Given exercise 1: Reproduce verbatim the records that follow the passage on Panama hat plants, including all of them but omitting the pictures.
-- begin Quoted text --
Simon Stalks Plants

Simon Stalks Plants

2. Stalking the Panama Hat Plant

The hunt begins. It is early morning in coastal Ecuador. There are six of us. We are out to bag cogollos. The most sought-after cogollos in the world.

Hiking to find Panama hat plants

Left to right: Carlos, Simón’s son. Simón, the best hat weaver on the planet. Roff Smith, travel writer of renown. Diego. Jorge.

We will hike into the equatorial rain forest, to a specific valley with a very special microclimate. For more than a century, this tiny spot on the planet has been home to the world’s most coveted cogollos, from which are woven the very finest Montecristi Panama hats. The hats that give proof to the legends of cloth-like fineness, the hats that inspire the bar bets, the hats that sell for tens of thousands of dollars to people you wish you knew.
-- end Quoted text --
Given exercise 2: Continue the account of the hunt for Panama hat plant cogollos in coastal Ecuador, beginning after its final sentence.
-- begin Recorded information --
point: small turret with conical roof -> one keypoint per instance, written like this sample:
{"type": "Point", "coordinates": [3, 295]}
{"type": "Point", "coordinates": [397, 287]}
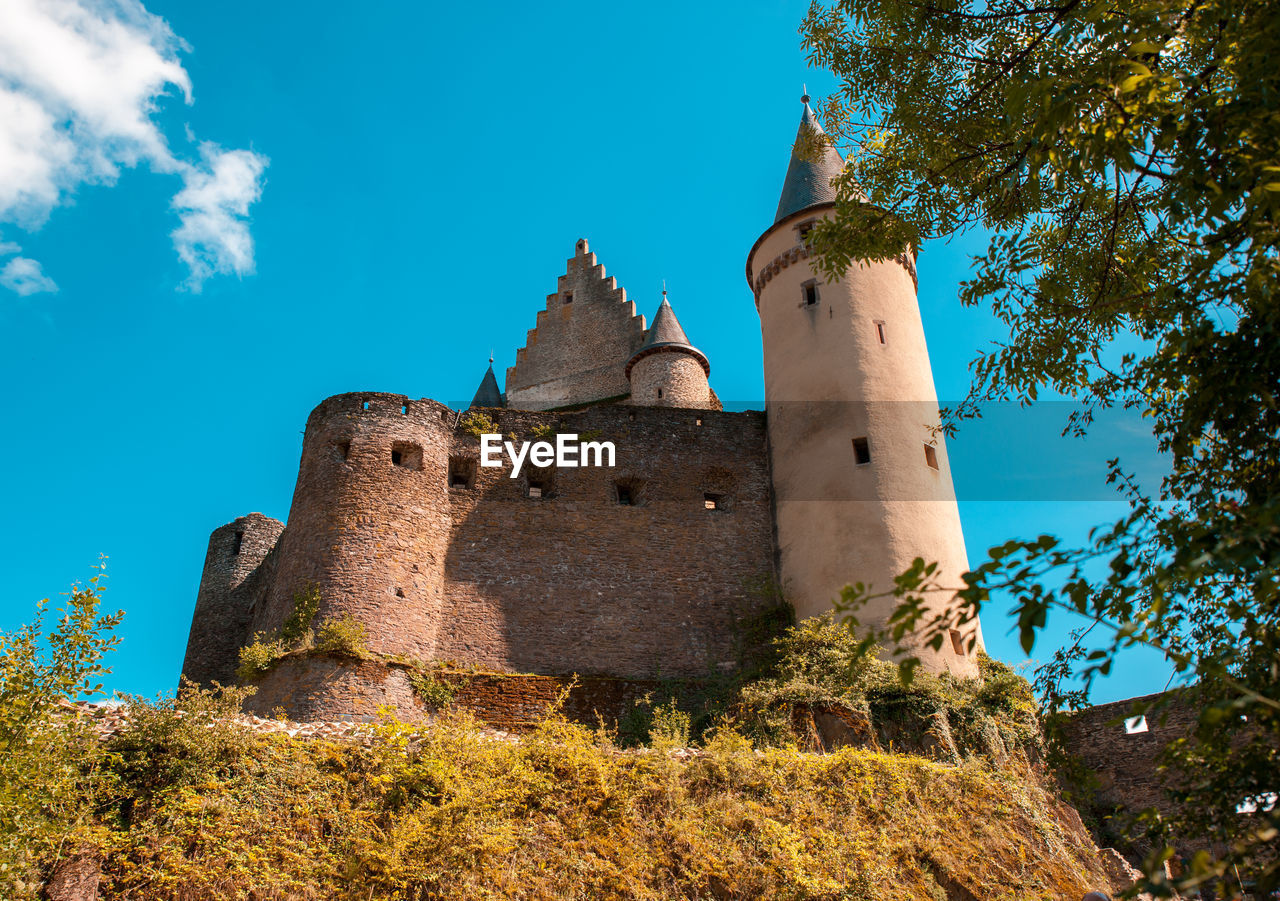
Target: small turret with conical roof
{"type": "Point", "coordinates": [667, 370]}
{"type": "Point", "coordinates": [488, 394]}
{"type": "Point", "coordinates": [814, 163]}
{"type": "Point", "coordinates": [862, 483]}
-- end Recorded information --
Task answer 1:
point: small turret with conical roof -> one keypoint per instance, written like this sample:
{"type": "Point", "coordinates": [3, 295]}
{"type": "Point", "coordinates": [397, 287]}
Target: small turret with conical roof
{"type": "Point", "coordinates": [667, 370]}
{"type": "Point", "coordinates": [488, 394]}
{"type": "Point", "coordinates": [814, 163]}
{"type": "Point", "coordinates": [862, 483]}

Task answer 2:
Cogollos are the unopened, central leaf spikes of the Panama hat plant, aka Carludovica palmata. Master Weaver Simón Espinal is our guide. He is the best Panama hat weaver in the world, possibly the best in history. He has been making this trek several times each year for the past twenty-five years, since he was fifteen. Simón’s father made the same trip, beginning when he was a boy. And his father before him. Simón’s son, Carlos, is with us.

Simón had called the owner of the land two days before to get permission for us to hike in and hunt cogollos. The owner was supposed to come with us but he called in lazy that day. Smart man.

The trail begins as a wide, muddy cow path through a pasture. It turns into a narrow, muddy sliding board through a rain forest, complete with howler monkeys, exotic butterflies, jungle birds, lethal biting things behind every leaf and root, malaria in the air, invisible weightless insects that bite you and five years to the day later you drop dead. We all saw the monkeys, butterflies, and birds.

The hike to reach the plants was two and a half hours of slip-and-slide climbing, uphill, in ankle-deep mud clingy as a baby with a monster in the room. Lifting my foot was a pulling contest. Putting it back down was a potential Olympic thrill event.

One particular miscalculation sent my right foot on a mud skiing race while my left foot stayed mired in the muck. I hurtled face first into a thorny cattle hedge while simultaneously trying to split the crotch seam of my pants, and the crotch seam of me. Not as enjoyable as it might sound to the uninitiated.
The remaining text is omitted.